▶ [INPUT ROWS]:
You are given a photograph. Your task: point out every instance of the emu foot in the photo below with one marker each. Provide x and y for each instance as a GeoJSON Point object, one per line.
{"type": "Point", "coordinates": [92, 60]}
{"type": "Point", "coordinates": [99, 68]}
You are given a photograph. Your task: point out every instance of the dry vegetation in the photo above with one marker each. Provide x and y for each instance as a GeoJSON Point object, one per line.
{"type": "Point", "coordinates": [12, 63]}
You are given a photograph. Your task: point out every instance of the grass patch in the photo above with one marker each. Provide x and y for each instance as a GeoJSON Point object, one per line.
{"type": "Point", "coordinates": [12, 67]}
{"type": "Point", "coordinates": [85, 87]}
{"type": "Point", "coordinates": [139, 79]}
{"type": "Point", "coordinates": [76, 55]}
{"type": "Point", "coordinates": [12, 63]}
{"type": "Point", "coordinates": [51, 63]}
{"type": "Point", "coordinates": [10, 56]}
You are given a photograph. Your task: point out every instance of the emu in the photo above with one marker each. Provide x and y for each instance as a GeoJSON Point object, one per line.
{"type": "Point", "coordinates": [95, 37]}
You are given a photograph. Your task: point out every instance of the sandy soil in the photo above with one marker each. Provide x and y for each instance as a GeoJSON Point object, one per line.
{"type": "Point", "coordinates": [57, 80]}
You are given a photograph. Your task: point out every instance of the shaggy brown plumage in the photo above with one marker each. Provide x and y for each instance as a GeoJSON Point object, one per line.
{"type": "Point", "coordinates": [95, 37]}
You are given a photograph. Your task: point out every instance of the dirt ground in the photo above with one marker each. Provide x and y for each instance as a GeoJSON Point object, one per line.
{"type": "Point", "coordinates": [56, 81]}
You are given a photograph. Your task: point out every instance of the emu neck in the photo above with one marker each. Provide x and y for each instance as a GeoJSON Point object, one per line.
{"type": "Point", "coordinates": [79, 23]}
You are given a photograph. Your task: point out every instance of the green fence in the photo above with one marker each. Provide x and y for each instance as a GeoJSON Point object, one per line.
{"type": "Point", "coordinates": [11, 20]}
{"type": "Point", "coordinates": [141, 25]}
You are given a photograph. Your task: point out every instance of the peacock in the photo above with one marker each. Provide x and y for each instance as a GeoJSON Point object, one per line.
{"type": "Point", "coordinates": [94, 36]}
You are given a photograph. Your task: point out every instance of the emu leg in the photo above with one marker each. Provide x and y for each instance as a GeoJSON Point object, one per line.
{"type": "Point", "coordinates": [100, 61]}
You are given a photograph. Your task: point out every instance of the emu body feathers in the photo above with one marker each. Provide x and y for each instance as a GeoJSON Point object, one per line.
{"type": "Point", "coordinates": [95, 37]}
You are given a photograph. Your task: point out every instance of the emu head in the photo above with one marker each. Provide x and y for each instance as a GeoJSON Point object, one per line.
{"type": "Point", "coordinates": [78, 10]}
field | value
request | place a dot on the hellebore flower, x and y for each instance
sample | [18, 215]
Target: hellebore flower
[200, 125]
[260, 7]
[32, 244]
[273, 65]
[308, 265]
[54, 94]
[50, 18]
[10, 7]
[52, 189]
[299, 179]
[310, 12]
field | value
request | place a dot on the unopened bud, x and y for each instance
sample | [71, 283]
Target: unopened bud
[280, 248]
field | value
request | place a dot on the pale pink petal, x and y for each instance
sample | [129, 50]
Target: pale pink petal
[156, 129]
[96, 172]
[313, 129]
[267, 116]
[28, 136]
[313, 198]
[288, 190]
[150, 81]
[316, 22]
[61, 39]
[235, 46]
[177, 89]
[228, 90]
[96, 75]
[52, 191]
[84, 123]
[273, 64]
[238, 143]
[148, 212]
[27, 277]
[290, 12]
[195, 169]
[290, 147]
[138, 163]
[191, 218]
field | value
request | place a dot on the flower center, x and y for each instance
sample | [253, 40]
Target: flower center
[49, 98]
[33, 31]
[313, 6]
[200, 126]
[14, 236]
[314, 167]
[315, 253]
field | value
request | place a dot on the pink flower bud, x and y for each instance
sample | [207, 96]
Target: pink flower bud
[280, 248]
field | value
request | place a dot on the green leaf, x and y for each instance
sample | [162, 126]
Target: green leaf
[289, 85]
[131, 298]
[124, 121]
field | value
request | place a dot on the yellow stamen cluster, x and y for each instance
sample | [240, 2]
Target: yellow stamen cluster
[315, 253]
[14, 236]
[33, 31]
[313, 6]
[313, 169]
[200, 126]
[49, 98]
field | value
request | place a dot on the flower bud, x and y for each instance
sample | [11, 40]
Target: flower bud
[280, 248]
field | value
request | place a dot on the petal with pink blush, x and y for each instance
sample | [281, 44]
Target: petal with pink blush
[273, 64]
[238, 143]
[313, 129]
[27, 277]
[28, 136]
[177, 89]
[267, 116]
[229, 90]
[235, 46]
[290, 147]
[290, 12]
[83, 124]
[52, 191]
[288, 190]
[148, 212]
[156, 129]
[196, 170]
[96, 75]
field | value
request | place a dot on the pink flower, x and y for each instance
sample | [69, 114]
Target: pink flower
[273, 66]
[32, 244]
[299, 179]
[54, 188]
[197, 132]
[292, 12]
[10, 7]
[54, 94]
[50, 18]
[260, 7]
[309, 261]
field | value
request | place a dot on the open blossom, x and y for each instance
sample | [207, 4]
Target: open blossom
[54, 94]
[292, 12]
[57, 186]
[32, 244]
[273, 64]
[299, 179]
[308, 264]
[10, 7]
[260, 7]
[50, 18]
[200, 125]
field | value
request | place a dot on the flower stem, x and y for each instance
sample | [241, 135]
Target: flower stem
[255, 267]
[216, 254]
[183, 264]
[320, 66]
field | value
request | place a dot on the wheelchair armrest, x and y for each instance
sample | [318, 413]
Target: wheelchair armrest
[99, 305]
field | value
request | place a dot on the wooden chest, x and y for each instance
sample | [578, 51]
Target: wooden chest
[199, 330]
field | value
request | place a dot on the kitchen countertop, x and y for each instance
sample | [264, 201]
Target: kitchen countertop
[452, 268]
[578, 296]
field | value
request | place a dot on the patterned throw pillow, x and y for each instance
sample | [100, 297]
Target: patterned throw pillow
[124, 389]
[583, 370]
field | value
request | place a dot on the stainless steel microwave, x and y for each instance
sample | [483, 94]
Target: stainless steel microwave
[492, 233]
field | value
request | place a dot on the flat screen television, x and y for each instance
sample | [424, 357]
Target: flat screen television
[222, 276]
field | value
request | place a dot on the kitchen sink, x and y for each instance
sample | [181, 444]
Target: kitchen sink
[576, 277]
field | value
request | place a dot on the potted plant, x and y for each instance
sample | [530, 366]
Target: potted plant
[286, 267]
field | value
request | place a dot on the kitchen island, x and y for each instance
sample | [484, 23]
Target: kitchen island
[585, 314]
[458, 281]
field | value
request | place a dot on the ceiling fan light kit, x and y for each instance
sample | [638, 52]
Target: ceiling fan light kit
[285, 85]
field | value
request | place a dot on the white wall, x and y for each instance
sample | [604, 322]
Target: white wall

▶ [PROMPT]: Reproduce the material exactly, with every line intact.

▶ [REPLY]:
You are given a photograph. Your task: point out every instance of the emu foot in the photo below with one marker each. Provide x and y for each instance as a GeoJSON Point object, one per line.
{"type": "Point", "coordinates": [92, 60]}
{"type": "Point", "coordinates": [99, 68]}
You are given a photograph. Your task: point out every instance of the dry vegetation in the photo above with one marker each. Provide x and y for each instance as a GeoJSON Point object, one per line.
{"type": "Point", "coordinates": [12, 63]}
You are given a photograph. Your task: point out every instance of the grass patch in the photo above with one marker each. Provide x and y for each instance as a GeoJSON Point object, one per line.
{"type": "Point", "coordinates": [12, 67]}
{"type": "Point", "coordinates": [85, 87]}
{"type": "Point", "coordinates": [139, 79]}
{"type": "Point", "coordinates": [76, 55]}
{"type": "Point", "coordinates": [12, 63]}
{"type": "Point", "coordinates": [51, 63]}
{"type": "Point", "coordinates": [10, 56]}
You are given a photograph. Your task: point out every instance of the emu in the photo above with one marker each. Provide x and y for each instance as a GeoJSON Point object, one per line.
{"type": "Point", "coordinates": [95, 37]}
You are given a photograph. Your task: point out every instance of the sandy soil in the photo above with one marker each. Provide x and y for each instance as a GeoJSON Point object, one per line.
{"type": "Point", "coordinates": [57, 80]}
You are given a photograph. Your task: point out every instance of the shaggy brown plumage in the photo above with one marker each. Provide x and y for each instance as a GeoJSON Point object, one per line.
{"type": "Point", "coordinates": [95, 37]}
You are given a photograph. Your task: point out every instance of the dirt ground in the photo above with one marker each. Provide x and y for each instance as a GeoJSON Point object, one per line.
{"type": "Point", "coordinates": [56, 81]}
You are given a photograph. Your task: point out every instance of the emu neck in the photo above with one marker each. Provide x and y for each instance as a GeoJSON Point object, one per line.
{"type": "Point", "coordinates": [79, 23]}
You are given a photograph. Your task: point out every instance of the green fence in the photo above with one marker each. Provide x and y for each instance as a GeoJSON Point object, one per line.
{"type": "Point", "coordinates": [11, 20]}
{"type": "Point", "coordinates": [141, 25]}
You are given a photograph. Your task: point out every instance of the peacock in the photo above with one marker each. Provide x and y for each instance as a GeoJSON Point object, one per line.
{"type": "Point", "coordinates": [94, 36]}
You are given a photograph. Your task: point out every instance of the emu leg in the photo above with one marker each. Provide x and y for each instance as a GeoJSON Point object, one per line.
{"type": "Point", "coordinates": [100, 61]}
You are given a photograph. Your task: point out every instance of the emu body feathers in the photo above with one marker each. Provide x and y for each instance as a GeoJSON Point object, one per line.
{"type": "Point", "coordinates": [95, 37]}
You are given a photograph. Your task: point out every instance of the emu head in the photo above with one marker each. Provide x and y for each instance as a GeoJSON Point object, one per line.
{"type": "Point", "coordinates": [78, 10]}
field | value
request | place a dot on the hellebore flower, x and y for each instance
sample | [18, 215]
Target: hellebore flower
[200, 125]
[260, 7]
[32, 244]
[273, 65]
[308, 265]
[54, 94]
[50, 18]
[10, 7]
[52, 189]
[299, 179]
[310, 12]
field | value
request | place a dot on the unopened bud, x and y for each instance
sample | [71, 283]
Target: unopened bud
[280, 248]
field | value
request | place a dot on the pale pink petal, x and y for each instance
sample | [129, 50]
Target: pale pink petal
[156, 129]
[96, 172]
[313, 129]
[267, 116]
[28, 136]
[313, 198]
[288, 190]
[150, 81]
[316, 22]
[61, 39]
[235, 46]
[177, 89]
[228, 90]
[96, 75]
[52, 191]
[84, 123]
[273, 64]
[238, 143]
[148, 212]
[27, 277]
[290, 12]
[195, 169]
[290, 147]
[138, 163]
[191, 218]
field | value
request | place a dot on the flower center, x and y for each instance
sample | [253, 40]
Target: flower center
[49, 98]
[33, 31]
[313, 6]
[200, 126]
[14, 236]
[314, 167]
[315, 253]
field | value
request | place a dot on the pink flower bud, x and y for each instance
sample | [207, 96]
Target: pink flower bud
[280, 248]
field | value
request | place a dot on the green leaf, x and y for each instance
sample | [162, 126]
Target: green leaf
[289, 85]
[131, 298]
[124, 121]
field | value
request | place a dot on the yellow stamen cluster, x and y for each instance
sample | [240, 2]
Target: yellow stamen cluster
[315, 253]
[14, 236]
[33, 31]
[313, 6]
[313, 169]
[200, 126]
[49, 98]
field | value
request | place a dot on the flower bud, x and y for each instance
sample | [11, 40]
Target: flower bud
[280, 248]
field | value
request | place a dot on the petal with pink blush, x and y for each instance
sample | [281, 44]
Target: petal with pink blush
[273, 64]
[238, 143]
[313, 129]
[27, 277]
[28, 136]
[177, 89]
[267, 116]
[229, 90]
[235, 46]
[290, 147]
[290, 12]
[83, 124]
[52, 191]
[288, 190]
[148, 212]
[156, 129]
[196, 170]
[96, 75]
field | value
request | place a dot on the pink flower, x and y for each instance
sample | [69, 114]
Target: pink flower
[273, 66]
[32, 244]
[299, 179]
[54, 188]
[197, 132]
[292, 12]
[10, 7]
[54, 94]
[50, 18]
[260, 7]
[309, 261]
field | value
request | place a dot on the open blossom, x and y for each instance
sample | [207, 4]
Target: open blossom
[54, 94]
[292, 12]
[57, 186]
[32, 244]
[273, 64]
[299, 179]
[308, 264]
[10, 7]
[260, 7]
[50, 18]
[200, 125]
field | value
request | place a dot on the flower stem, x and y for each instance
sample | [241, 135]
Target: flower stem
[255, 267]
[216, 254]
[183, 264]
[320, 66]
field | value
request | place a dot on the wheelchair armrest, x and y for each instance
sample | [318, 413]
Target: wheelchair armrest
[99, 305]
field | value
request | place a dot on the wooden chest, x and y for each instance
sample | [578, 51]
Target: wooden chest
[199, 330]
field | value
request | place a dot on the kitchen countertop, x and y for each instance
sample | [264, 201]
Target: kitchen countertop
[452, 268]
[578, 296]
field | value
request | place a dot on the patterned throw pillow, x and y for each instance
sample | [100, 297]
Target: patterned throw pillow
[124, 389]
[583, 370]
field | value
request | place a dot on the stainless steel microwave, x and y for each instance
sample | [483, 94]
Target: stainless steel microwave
[492, 233]
field | value
request | place a dot on the flat screen television, x and y for each instance
sample | [424, 357]
Target: flat screen television
[222, 276]
field | value
request | place a dot on the kitchen sink, x and y for each instance
sample | [181, 444]
Target: kitchen sink
[576, 277]
field | value
request | place a dot on the potted plant, x and y for each instance
sample | [530, 366]
Target: potted plant
[286, 267]
field | value
request | place a dot on the kitchen island, x and y for each instance
sample | [484, 23]
Target: kitchen island
[585, 314]
[458, 281]
field | value
request | place a dot on the ceiling fan light kit, x and y for each instance
sample | [638, 52]
Target: ceiling fan light kit
[285, 85]
field | value
request | place a dot on the white wall, x and y for each instance
sample | [604, 322]
Target: white wall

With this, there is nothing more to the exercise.